Task instructions: Locate each line in the items below that contains the word "tree", and copy every one of those lines in full.

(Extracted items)
#####
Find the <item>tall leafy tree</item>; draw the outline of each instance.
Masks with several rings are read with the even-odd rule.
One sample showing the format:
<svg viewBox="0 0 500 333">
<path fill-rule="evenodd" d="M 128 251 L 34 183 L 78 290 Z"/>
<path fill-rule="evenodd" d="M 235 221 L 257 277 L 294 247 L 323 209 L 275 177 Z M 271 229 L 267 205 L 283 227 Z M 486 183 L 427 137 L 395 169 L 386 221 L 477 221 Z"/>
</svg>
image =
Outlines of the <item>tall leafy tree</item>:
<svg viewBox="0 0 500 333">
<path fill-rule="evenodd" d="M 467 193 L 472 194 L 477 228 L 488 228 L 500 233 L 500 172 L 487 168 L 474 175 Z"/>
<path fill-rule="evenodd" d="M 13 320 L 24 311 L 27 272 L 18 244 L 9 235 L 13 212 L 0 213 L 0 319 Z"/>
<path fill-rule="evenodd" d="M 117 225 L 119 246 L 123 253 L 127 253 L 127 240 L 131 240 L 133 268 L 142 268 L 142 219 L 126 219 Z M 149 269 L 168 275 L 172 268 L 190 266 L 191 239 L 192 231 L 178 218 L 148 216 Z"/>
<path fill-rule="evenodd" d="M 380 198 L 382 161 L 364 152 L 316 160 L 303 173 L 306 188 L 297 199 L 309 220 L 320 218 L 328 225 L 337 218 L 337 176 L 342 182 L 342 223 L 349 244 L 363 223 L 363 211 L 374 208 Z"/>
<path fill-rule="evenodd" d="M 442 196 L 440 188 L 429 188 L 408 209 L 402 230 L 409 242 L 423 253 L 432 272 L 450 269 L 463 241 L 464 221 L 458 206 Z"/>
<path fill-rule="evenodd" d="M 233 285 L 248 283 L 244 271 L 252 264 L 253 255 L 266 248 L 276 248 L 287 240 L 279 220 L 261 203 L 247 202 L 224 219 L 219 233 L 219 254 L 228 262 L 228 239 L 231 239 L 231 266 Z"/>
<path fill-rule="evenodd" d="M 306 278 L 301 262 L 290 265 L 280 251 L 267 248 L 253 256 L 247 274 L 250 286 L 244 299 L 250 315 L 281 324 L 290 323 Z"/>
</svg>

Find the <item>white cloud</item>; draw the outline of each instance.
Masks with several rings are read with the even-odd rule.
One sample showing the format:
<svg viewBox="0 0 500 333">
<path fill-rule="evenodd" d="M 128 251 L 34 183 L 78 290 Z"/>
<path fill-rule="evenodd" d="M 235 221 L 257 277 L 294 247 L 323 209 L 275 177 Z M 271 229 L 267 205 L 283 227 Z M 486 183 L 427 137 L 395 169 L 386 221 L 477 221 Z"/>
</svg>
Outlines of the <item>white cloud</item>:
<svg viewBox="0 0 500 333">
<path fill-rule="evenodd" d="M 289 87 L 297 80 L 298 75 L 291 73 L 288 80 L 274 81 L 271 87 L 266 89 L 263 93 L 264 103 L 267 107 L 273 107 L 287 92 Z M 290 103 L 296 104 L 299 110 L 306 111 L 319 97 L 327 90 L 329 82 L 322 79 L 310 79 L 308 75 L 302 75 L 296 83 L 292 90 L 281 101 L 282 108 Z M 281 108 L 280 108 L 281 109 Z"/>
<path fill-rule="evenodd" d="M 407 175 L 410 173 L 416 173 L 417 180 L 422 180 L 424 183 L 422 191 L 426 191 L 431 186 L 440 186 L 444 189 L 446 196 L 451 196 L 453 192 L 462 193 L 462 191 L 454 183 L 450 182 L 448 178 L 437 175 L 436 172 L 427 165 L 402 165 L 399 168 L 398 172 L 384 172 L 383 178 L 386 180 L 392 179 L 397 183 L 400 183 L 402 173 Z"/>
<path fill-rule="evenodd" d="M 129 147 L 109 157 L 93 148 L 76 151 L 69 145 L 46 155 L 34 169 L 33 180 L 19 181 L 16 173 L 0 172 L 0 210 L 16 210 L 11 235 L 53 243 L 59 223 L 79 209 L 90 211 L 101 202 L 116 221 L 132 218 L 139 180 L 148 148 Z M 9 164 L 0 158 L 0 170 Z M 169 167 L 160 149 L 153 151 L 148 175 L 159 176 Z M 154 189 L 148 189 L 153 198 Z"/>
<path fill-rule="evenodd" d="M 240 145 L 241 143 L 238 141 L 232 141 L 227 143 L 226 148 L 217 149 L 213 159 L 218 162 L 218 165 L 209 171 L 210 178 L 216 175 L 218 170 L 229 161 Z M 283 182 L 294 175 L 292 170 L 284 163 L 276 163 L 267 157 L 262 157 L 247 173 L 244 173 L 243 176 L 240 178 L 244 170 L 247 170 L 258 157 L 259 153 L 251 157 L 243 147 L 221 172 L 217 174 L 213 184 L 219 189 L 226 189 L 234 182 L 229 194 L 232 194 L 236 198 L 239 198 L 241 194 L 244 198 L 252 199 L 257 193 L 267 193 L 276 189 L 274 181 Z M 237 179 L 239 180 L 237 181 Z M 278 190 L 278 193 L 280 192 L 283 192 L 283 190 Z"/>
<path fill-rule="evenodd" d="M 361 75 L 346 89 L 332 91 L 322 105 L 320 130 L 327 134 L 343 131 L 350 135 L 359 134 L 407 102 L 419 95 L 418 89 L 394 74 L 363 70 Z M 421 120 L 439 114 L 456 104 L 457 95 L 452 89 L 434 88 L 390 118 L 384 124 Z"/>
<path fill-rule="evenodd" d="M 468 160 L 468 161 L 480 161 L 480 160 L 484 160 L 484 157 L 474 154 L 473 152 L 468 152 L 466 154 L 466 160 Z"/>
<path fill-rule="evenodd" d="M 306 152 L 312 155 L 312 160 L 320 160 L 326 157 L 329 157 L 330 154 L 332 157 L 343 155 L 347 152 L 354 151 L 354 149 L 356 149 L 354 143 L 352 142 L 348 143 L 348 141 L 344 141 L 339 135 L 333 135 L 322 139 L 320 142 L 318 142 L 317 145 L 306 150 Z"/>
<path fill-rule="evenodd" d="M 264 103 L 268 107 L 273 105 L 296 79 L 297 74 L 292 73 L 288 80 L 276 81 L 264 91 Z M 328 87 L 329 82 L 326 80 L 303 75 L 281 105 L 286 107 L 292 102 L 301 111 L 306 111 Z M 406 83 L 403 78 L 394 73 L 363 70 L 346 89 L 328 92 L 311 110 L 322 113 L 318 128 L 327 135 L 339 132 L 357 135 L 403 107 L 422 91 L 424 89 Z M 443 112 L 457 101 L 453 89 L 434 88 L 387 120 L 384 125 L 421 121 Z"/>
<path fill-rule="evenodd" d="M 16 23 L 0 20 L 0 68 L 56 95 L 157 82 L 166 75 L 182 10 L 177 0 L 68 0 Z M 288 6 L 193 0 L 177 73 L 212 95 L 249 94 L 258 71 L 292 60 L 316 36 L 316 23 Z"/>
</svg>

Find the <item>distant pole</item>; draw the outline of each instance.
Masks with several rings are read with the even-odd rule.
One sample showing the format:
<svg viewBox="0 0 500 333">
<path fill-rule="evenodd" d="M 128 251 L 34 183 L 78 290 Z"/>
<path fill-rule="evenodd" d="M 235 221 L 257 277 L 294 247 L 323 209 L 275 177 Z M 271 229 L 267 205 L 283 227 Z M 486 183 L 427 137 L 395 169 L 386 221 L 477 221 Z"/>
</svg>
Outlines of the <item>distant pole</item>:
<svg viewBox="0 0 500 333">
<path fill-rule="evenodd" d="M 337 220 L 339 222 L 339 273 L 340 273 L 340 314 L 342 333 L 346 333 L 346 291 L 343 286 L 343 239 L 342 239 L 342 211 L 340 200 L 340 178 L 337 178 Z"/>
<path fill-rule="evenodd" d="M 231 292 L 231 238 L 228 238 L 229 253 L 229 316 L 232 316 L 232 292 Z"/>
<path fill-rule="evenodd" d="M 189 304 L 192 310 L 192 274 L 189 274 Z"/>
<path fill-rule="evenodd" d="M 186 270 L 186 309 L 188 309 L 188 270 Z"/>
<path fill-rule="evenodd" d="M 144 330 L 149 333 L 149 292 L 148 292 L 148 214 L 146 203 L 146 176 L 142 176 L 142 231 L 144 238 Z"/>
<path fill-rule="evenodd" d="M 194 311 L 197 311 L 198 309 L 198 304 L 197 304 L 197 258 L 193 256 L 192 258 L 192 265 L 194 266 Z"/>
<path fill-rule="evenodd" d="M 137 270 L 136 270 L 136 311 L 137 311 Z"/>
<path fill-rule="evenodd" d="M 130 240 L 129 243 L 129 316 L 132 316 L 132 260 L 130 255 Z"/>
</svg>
#####
Written response:
Find the <item>tall leafy tree</item>; draw the outline of each instance.
Outlines of the <item>tall leafy tree</item>:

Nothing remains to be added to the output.